● Set exercise 1:
In the music lover profile, what does the featured woman research during her eight-hour workday?
● Set exercise 2:
Pick up the music lover profile right after its last sentence and carry it forward.

● Excerpted text:
Our featured music lover this month contacted us because she wanted to introduce us to music that has truly transformed her life. The music she shared with us helps her focus better, be more creative in her work and more accepting of things she can’t change. Above all, it has exponentially increased her capacity to be happy and peaceful and to serve others, which are her greatest desires.

You may relate to her situation. She is in her early fifties, a psychologist and gerontologist.  She has a 2 hour commute to work and another 2 hours’ drive home. In between she works 8 hours conducting research on aging that includes a focus on end of life care.  She grew up loving music typical of her generation: Arrowsmith…The Rolling Stones…Carly Simon…Pat Benatar. She played guitar when she was young. A few years ago, during her mid-forties, the daily grind and growing stresses at home really began to wear her down.  (By the way, recent research suggests that the period from age forty to the mid-fifties is one of the most challenging and even unhappy times of life for many Americans.)

● Supplied information:
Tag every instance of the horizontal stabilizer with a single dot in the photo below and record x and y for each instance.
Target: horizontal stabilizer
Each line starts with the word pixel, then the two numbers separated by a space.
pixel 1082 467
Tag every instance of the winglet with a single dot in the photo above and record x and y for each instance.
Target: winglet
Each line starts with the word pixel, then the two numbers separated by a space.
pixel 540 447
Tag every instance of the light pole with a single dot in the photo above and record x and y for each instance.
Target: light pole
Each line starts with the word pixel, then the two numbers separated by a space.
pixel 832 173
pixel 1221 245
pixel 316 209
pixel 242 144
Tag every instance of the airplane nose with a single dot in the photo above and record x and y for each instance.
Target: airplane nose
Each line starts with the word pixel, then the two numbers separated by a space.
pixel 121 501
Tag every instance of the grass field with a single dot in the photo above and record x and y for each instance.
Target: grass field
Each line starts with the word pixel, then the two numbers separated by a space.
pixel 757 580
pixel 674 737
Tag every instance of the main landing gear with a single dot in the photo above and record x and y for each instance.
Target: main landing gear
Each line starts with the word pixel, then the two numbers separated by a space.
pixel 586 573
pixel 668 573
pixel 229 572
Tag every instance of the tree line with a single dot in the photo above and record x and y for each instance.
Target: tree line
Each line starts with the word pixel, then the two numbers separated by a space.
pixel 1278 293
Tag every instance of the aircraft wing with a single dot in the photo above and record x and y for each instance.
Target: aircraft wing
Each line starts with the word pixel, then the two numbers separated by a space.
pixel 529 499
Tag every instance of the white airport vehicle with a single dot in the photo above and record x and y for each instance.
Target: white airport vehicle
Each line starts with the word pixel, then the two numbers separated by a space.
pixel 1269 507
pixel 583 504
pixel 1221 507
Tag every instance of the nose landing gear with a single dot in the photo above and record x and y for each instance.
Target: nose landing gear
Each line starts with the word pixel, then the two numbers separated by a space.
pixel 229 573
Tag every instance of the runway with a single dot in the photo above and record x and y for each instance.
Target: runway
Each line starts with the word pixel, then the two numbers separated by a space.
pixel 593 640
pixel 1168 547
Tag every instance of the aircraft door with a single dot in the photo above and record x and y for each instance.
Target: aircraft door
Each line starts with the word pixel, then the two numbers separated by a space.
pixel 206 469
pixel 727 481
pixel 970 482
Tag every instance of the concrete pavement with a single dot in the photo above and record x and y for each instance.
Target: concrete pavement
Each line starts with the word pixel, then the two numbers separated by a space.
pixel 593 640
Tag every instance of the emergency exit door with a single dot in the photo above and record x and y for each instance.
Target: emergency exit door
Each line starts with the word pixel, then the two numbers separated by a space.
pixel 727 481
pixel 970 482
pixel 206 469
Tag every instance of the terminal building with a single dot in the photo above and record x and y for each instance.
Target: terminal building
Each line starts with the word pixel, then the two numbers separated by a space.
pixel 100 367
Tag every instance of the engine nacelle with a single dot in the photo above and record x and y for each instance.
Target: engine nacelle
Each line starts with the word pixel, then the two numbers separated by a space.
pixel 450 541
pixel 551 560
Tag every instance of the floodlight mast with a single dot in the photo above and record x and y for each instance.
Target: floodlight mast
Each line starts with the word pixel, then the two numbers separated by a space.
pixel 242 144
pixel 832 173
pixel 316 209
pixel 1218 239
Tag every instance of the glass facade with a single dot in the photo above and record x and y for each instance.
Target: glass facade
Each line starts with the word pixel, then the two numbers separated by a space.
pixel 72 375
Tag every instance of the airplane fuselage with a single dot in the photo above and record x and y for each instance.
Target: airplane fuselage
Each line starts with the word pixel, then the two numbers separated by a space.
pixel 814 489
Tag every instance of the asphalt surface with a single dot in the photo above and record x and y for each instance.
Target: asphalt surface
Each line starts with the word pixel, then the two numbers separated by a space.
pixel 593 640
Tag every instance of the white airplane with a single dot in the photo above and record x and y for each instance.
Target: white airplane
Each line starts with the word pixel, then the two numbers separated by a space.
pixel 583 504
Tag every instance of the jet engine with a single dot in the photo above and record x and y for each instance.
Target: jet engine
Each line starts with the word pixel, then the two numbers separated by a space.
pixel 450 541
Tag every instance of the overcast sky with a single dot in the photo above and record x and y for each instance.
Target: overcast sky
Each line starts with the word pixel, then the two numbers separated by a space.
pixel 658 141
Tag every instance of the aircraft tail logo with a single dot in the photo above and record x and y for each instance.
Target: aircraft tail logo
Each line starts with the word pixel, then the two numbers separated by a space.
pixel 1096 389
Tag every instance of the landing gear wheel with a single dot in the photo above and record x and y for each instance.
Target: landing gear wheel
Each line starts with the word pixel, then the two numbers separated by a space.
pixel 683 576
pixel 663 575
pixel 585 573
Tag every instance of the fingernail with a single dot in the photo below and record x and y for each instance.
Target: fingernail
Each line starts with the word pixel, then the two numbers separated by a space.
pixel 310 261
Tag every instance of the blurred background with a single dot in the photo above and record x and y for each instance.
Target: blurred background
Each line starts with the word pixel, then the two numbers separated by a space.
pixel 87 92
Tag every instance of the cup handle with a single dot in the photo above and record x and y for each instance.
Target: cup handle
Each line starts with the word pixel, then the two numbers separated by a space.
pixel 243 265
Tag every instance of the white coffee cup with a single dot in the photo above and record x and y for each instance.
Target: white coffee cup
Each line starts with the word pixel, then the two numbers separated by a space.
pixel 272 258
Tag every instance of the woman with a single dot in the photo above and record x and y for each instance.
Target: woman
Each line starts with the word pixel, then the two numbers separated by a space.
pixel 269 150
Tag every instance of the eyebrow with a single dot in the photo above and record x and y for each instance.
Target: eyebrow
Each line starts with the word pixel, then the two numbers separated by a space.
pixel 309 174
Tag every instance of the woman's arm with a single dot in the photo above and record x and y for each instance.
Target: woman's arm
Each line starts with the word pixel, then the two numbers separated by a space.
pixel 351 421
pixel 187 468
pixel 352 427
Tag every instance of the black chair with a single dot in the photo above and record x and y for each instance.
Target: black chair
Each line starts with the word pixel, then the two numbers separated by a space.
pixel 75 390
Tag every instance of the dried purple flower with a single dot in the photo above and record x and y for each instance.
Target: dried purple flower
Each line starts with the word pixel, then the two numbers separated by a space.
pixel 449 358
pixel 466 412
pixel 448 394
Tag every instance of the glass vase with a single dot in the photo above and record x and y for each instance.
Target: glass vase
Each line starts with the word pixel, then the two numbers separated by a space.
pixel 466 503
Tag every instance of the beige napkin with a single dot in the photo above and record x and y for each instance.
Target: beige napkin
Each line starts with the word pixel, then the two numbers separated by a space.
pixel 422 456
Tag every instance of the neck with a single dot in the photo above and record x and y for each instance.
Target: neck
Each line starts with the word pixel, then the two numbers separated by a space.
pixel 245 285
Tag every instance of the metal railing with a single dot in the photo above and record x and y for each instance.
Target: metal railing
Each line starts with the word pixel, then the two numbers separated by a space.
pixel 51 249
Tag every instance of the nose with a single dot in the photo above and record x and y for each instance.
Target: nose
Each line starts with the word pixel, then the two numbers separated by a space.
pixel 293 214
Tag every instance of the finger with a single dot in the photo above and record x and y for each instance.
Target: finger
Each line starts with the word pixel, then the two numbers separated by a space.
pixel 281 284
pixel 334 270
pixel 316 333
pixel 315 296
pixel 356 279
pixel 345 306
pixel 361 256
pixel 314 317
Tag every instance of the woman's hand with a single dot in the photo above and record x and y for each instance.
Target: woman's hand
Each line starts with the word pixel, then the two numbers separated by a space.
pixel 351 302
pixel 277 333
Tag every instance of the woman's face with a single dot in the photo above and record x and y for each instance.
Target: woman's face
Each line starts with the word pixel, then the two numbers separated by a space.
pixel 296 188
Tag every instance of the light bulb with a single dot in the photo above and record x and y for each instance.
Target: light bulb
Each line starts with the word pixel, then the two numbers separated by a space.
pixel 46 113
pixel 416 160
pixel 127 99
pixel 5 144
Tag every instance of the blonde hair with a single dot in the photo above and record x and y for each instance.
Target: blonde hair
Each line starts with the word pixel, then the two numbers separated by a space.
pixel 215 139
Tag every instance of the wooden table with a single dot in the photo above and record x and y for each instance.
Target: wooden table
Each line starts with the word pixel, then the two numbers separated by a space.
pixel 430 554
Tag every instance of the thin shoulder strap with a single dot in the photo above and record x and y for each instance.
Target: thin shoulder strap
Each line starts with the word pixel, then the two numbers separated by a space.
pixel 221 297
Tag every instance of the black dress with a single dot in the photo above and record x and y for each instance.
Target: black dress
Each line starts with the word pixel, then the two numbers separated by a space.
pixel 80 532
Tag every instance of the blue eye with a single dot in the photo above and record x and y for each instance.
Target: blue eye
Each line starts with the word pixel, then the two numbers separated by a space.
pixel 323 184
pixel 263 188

● Result 1:
She researches aging, with a focus on end-of-life care.

● Result 2:
She started taking yoga to deal more directly with stress. She experimented with various kinds of yoga and settled on the Kundalini form, whose mantras and meditations were deeply calming for her. (See Ang Sang Waha Guru below for more on Kundalini Yoga.) That led her to discover the music she surrounds herself with nowadays. She listens in the car, in the gym, at home. She was raised a Catholic, but doesn’t see any conflict between religion and this kind of nondenominational “spiritual awakening.”

YouTube videos of a few of her favorite performers are offered below, with Josh’s comments. As you will see, this music comes in a wide variety of interesting forms. Let us know how you respond to what our interviewee calls “my music.” Tell us about the music that helps you deal with stress, that calms and frees you too.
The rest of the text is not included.